A verbatim transcription of the listing below is required, without its pictures.

• [INPUT]:
--- START ---
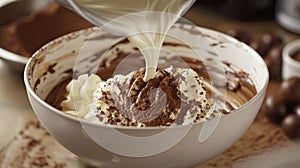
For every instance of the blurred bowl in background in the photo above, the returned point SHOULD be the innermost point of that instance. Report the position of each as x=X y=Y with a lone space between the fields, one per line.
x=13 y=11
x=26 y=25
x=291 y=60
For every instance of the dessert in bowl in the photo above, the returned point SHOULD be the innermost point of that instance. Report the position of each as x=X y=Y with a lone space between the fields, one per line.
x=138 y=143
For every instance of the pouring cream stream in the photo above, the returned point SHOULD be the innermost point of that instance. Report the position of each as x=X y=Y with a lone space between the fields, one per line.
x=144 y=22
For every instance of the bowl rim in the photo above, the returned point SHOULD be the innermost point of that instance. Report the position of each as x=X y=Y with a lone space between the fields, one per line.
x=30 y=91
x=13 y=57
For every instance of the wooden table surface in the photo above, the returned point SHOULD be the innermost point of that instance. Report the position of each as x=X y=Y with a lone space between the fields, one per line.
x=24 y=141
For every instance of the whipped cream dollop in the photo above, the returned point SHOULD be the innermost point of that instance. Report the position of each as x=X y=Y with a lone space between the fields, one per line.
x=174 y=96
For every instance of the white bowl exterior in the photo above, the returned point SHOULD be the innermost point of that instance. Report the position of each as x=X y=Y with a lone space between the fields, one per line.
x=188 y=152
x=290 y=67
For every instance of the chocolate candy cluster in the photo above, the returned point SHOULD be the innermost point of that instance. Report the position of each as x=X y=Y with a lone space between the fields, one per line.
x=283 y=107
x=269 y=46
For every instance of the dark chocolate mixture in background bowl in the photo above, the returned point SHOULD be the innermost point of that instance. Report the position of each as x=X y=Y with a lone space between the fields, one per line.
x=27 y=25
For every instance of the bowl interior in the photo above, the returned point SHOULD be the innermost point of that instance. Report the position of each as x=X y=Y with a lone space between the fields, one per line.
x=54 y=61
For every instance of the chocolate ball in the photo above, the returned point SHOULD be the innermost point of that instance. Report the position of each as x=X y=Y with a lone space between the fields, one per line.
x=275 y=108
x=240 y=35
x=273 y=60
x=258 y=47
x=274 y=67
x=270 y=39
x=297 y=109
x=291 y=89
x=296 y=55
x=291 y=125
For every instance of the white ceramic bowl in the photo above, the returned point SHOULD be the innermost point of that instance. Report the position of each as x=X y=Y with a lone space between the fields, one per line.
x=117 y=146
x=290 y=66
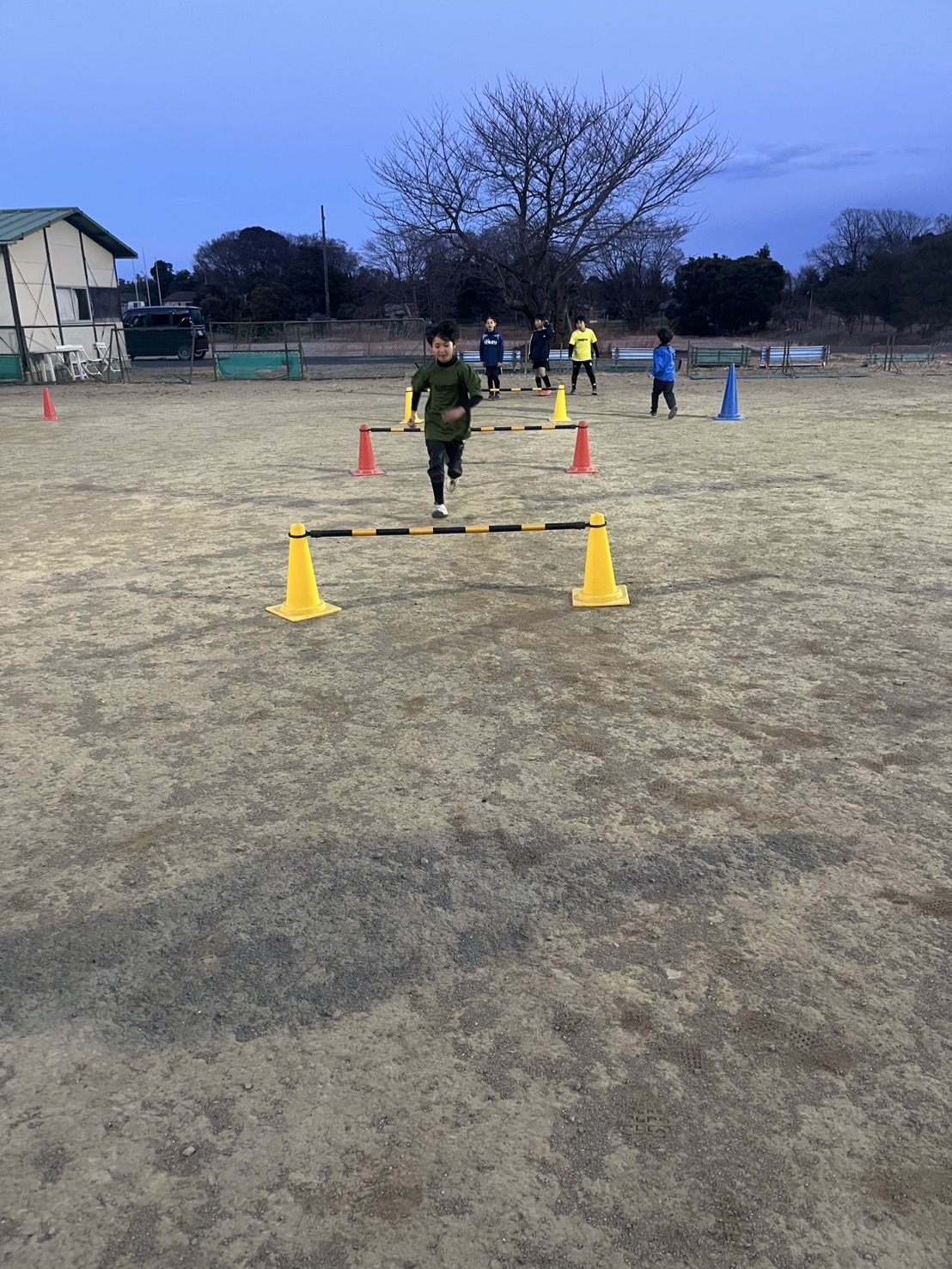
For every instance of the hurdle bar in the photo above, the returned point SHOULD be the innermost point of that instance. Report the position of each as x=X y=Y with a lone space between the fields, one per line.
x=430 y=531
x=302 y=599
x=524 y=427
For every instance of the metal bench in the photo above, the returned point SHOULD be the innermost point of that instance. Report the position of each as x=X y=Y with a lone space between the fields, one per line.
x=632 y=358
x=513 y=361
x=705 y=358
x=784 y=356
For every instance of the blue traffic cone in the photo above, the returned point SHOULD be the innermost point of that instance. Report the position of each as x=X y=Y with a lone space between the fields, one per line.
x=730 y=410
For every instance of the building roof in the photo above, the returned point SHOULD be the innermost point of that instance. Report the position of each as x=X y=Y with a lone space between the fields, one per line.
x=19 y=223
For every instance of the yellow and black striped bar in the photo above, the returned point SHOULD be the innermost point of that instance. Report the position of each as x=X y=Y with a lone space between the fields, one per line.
--- END ---
• [SOLUTION TO THE PROBLEM]:
For every instance of the blurred bowl in background in the photo above, the returned point SHOULD be the innermost point of that instance. Report the position of each as x=X y=Y with a lone space between the fields, one per line.
x=13 y=11
x=26 y=25
x=291 y=60
For every instance of the dessert in bowl in the photo above, the returned point SHOULD be the innermost point of that instance. Report the position of each as x=X y=Y with a lone space between the fields, one per line.
x=138 y=143
For every instance of the pouring cream stream in the photo above, the returned point SHOULD be the innermost point of that instance. Report the position of each as x=X y=Y with a lone space between the fields, one per line.
x=144 y=22
For every instance of the bowl rim in the photo above, the returned point SHOULD be the innermost point of that instance. Report the position of each as x=X y=Y with a lone space between the fields, one per line.
x=30 y=91
x=13 y=57
For every instance of the wooden table surface in the photo above, the returned point SHOULD be the innermost point of that instance. Report the position of each as x=X y=Y with a lone space between the fields, one per line.
x=24 y=141
For every instance of the whipped cream dollop in the photo above, the returned point SHOULD be the innermost point of that instance. Report the position of each as x=X y=Y with a lone space between the fields, one per line.
x=174 y=96
For every instance of the white bowl exterior in the photo above, the returned point SHOULD be the innermost point of that instance. Report the position of each as x=X y=Y with a lone space between the fields, one per line.
x=188 y=152
x=290 y=67
For every instance of the chocolate candy cluster in the photo above, the returned point SHOULD be the innermost point of that instance. Report the position of each as x=X y=Y with a lone space between the fields, one per line.
x=283 y=107
x=269 y=46
For every instance of the dark chocolate mixture in background bowl in the photo above, the returned point SHOULD be the innermost point of that instance. Report the position of each as x=X y=Y with a lone space between the fields, one per line.
x=27 y=25
For every instance of the bowl interior in the photo above, the returned point SHOULD be the innermost point of that instance. Report the position of each as x=X y=Y with a lone space between the fields, one per line.
x=54 y=61
For every instance of the chocolate ball in the photo above, the returned point SHOULD be the innermost point of that instance. Report the position of each as x=X y=Y with a lone space between the fields, one per line.
x=275 y=108
x=240 y=35
x=273 y=60
x=258 y=47
x=274 y=67
x=270 y=39
x=297 y=109
x=291 y=89
x=296 y=55
x=291 y=125
For every instance of the white ceramic bowl in the photo above, the returned point SHOULD be the innermost point of that instance. Report the position of each as x=X y=Y with a lone space between the fields, one per line.
x=117 y=146
x=290 y=66
For every instance of the hurdle bar in the photo above, the returned point SHOULD be the innermost point of that instance. Report the position of each as x=X y=Y with a lone space between the fields, one per line.
x=430 y=531
x=302 y=599
x=524 y=427
For every instance of the metal bench in the photo above, the returned point SHOULD be the innermost point of that instance. Report the position of each as x=X y=Y with a lone space between the fields, one per line.
x=632 y=358
x=513 y=361
x=705 y=358
x=784 y=356
For every instance of the blue traffic cone in the photo above, the returned point SHOULD be the innermost point of that instance. Report the position of each as x=X y=Y with a lone space between the fields, one per line.
x=730 y=410
For every instance of the building roof in the photo above, the returned point SHOULD be the innermost point of that instance. Report the position of each as x=X y=Y with a lone space between the fields, one per line.
x=19 y=223
For every instance of the yellow and black striped bar in the photo above, the returned point SHOULD be the innermost point of that instance. Report the position of each as x=X y=Y with a lone space between the fields, one per line.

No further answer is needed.